Document section>
Argparse allows us to include arguments to select either a single file or an entire directory of files to leverage the full benefit automation.

We can even provide a help option to help the user interact with the script. Like any other CLI tool, a user can add "-h" or "--help" to see a usage example for our script along with all the available arguments to choose from.

python3 vt-ip-url-analysis.py --help

Here's the output from the command above that uses the "--help" option:

usage: vt-ip-url-analysis.py [-h] [-s SINGLE_ENTRY] [-i IP_LIST] [-u URL_LIST] [-V]
Python Automated VT API v3 IP address and URL analysis 2.0 by Brett Fullam
optional arguments:
-h, --help show this help message and exit
-s SINGLE_ENTRY, --single-entry SINGLE_ENTRY
ip or url for analysis
-i IP_LIST, --ip-list IP_LIST
bulk ip address analysis
-u URL_LIST, --url-list URL_LIST
bulk url analysis
-V, --version show program version

What's even better, is that it also performs some basic error handling as well. When the user tries to run the script without any options or inputs an invalid option, the following output is presented to help the user:

# this is the output when no options are included in the command
# python3 vt-ip-url-analysis.py
usage: vt-ip-url-analysis.py [-h] [-s SINGLE_ENTRY] [-i IP_LIST] [-u URL_LIST] [-V]
# this is the output when an invalid option is included in the command
# python3 vt-ip-url-analysis.py -g
usage: vt-ip-url-analysis.py [-h] [-s SINGLE_ENTRY] [-i IP_LIST] [-u URL_LIST] [-V]
vt-ip-url-analysis.py: error: unrecognized arguments: -g

All that we have left to do is read the arguments from the command line, and check them against a conditional statement to determine which argument was selected and how to proceed.

Data extract>

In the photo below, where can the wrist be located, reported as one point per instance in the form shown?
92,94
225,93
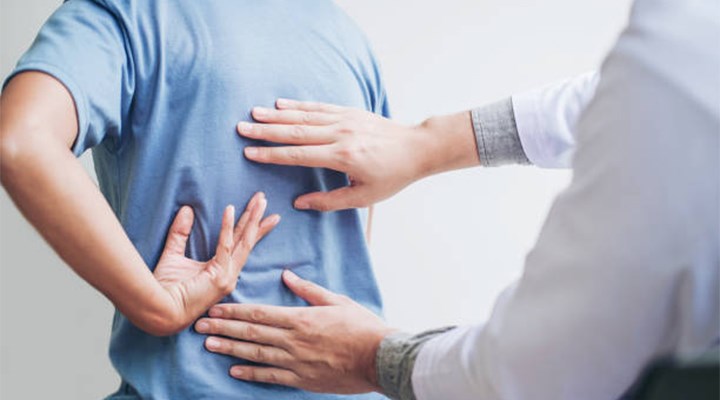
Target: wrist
445,143
371,371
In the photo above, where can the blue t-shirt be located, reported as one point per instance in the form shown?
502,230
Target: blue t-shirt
159,87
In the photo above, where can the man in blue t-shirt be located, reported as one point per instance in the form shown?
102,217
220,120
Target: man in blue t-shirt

Problem description>
What long-form options (the ones starting with "--") appear in the help output shown in the argparse excerpt? The records were taken from a different source than the text.

Exercise answer>
--help, --single-entry, --ip-list, --url-list, --version